- _PROBLEM_:
Write out the full listing exactly as given, minus the images.

- _INPUT DATA_:
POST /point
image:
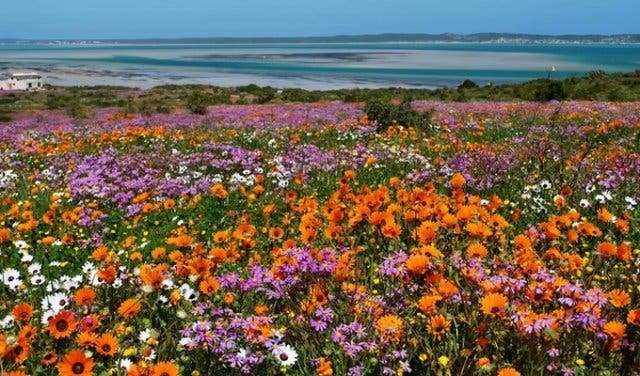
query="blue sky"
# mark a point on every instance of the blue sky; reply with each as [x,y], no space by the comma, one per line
[245,18]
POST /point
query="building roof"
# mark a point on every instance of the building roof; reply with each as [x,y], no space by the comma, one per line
[25,76]
[19,74]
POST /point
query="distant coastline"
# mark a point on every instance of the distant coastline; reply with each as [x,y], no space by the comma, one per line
[497,38]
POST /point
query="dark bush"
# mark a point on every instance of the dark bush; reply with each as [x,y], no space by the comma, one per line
[549,90]
[385,113]
[468,84]
[198,101]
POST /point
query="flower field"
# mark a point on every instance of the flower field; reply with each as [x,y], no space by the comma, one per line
[298,239]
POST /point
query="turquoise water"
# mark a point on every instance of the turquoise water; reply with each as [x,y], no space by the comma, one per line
[315,66]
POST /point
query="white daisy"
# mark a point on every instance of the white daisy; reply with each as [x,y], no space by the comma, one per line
[285,355]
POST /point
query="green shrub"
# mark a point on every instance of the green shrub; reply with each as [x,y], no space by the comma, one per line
[198,101]
[385,114]
[468,84]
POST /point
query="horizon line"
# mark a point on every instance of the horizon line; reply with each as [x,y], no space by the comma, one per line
[336,36]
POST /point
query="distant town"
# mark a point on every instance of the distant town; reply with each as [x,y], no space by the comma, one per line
[373,38]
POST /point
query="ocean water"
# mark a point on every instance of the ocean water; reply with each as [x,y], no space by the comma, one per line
[313,66]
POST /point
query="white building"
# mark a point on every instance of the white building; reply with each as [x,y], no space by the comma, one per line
[22,81]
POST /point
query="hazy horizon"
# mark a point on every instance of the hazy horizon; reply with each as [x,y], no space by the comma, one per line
[120,19]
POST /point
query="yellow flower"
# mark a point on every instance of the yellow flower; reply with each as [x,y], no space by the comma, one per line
[129,351]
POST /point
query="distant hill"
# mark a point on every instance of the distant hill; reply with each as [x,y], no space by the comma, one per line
[373,38]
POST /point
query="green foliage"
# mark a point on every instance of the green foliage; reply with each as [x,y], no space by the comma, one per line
[198,101]
[547,90]
[468,84]
[386,113]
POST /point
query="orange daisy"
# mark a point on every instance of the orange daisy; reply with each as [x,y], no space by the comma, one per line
[22,312]
[508,372]
[84,296]
[494,304]
[438,325]
[164,369]
[75,363]
[62,325]
[107,345]
[129,308]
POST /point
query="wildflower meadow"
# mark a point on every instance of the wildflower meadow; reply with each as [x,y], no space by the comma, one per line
[303,239]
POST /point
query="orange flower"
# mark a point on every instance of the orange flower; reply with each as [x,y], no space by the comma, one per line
[324,367]
[390,327]
[427,304]
[508,372]
[49,358]
[20,351]
[218,191]
[107,345]
[28,333]
[494,304]
[221,236]
[75,363]
[15,373]
[209,286]
[633,317]
[619,298]
[5,235]
[84,296]
[62,325]
[418,264]
[129,308]
[164,369]
[607,249]
[476,250]
[438,325]
[457,181]
[483,362]
[86,339]
[614,329]
[276,233]
[22,312]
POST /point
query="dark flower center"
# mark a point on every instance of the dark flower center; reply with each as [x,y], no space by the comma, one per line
[62,325]
[77,368]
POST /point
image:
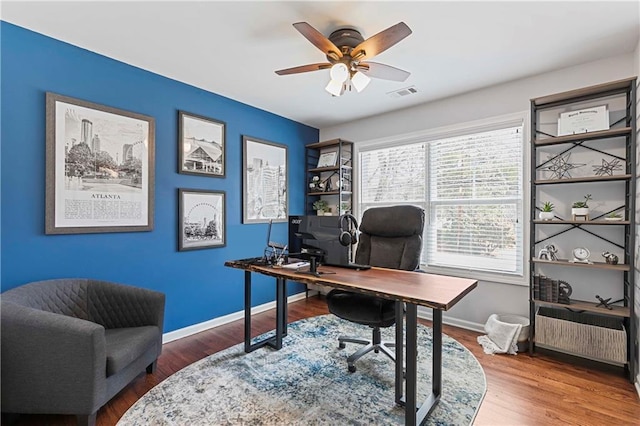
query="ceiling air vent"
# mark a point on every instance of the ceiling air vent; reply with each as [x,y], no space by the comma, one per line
[403,92]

- _REPLY_:
POST /point
image:
query="blue sky"
# mark a point on every instance of the blue sky; reply with each as [x,y], no space by the comma, one per line
[245,18]
POST /point
query="building roof"
# mark a point on every instance of the building roof; reply with each as [x,y], no space by the comma, one per line
[25,76]
[19,74]
POST /point
query="distant coastline"
# mark a point on every instance of the distant coastline; reply with each as [x,y], no space by the comma, one per line
[497,38]
POST /point
query="dark bush"
# mark a point on every instance of the dark bush; reply with each as [x,y], no space by the comma, one per line
[549,90]
[385,113]
[468,84]
[198,101]
POST /point
query="flower field"
# mark a point on every instance of the flower field; reply with each as [x,y], no space by the comma, one per line
[298,239]
POST /point
query="turquoise water"
# mark a point on every instance of the turquoise water; reply with each as [x,y], no space by the comma, one per line
[315,66]
POST /point
query="white daisy"
# mark a point on every instance of the white daisy; reply with each as [x,y], no space by the comma, one per line
[285,355]
POST /point
query="green shrub"
# mark a point on every instance of the green shrub; reply with each as [x,y], no space by the comma, one per line
[198,101]
[385,114]
[468,84]
POST /point
query="horizon line"
# mark a point on every instance of the horizon line; reply with each as [x,y], no space by the comma, one per line
[336,36]
POST /point
query="distant town"
# mark a point on every instance of the distant town; reply with each as [x,y], no space by the comma, one per line
[373,38]
POST /point
query="ocean water"
# mark a point on every instance of the ocean water; reply with each as [x,y], no space by the comma, one per line
[313,66]
POST /point
query="white building"
# mark a point on every instance of the white building; reply with each as [x,y], no space by the comma, one per line
[22,81]
POST /point
query="hazy horizon"
# mark a point on every instance of the hazy horizon; reply with each as [x,y], no space by the comma, one per line
[120,19]
POST /point
query="yellow flower"
# mark a point on every instance of the yellow flower; reply with each as [x,y], no space by the comma, one per line
[129,351]
POST /point
query="distant hill"
# mark a point on every instance of the distant hill; reply with each as [x,y], no space by the comma, one per line
[373,38]
POST /point
query="green foliage"
# mark a point on every instance of the green foliage; reply with each as [x,y], no space by the comma, one per line
[198,101]
[547,90]
[468,84]
[386,113]
POST /point
query="orange daisy"
# mark a point on every instance of the orange daisy; reply with each as [x,y], no space by the comma, one per line
[22,312]
[508,372]
[84,296]
[494,304]
[438,325]
[164,369]
[75,363]
[62,325]
[107,345]
[129,308]
POST /point
query="wildflower meadow"
# mark a point on every instance of the wildflower meadow; reply with each as [x,y], no space by the comma, one per line
[303,239]
POST /point
query="orange flower"
# mark a point on every instance of the orange flower; reply with each as [x,y], no space by the comma, one per line
[324,367]
[390,327]
[427,304]
[508,372]
[49,358]
[20,351]
[218,191]
[107,345]
[28,333]
[494,304]
[221,236]
[75,363]
[15,373]
[209,286]
[633,317]
[619,298]
[5,235]
[84,296]
[62,325]
[418,264]
[129,308]
[164,369]
[607,249]
[476,250]
[438,325]
[457,181]
[483,362]
[86,339]
[614,329]
[276,233]
[22,312]
POST /point
query="dark flower center"
# mark a point on every instance of the dark flower center; reply with each as [x,y], no space by the comma, one per line
[62,325]
[77,368]
POST /point
image:
query="ceiling air vent"
# mark a point on every instance of the ceiling air vent; reply with each as [x,y], no space by the comma, one per line
[403,92]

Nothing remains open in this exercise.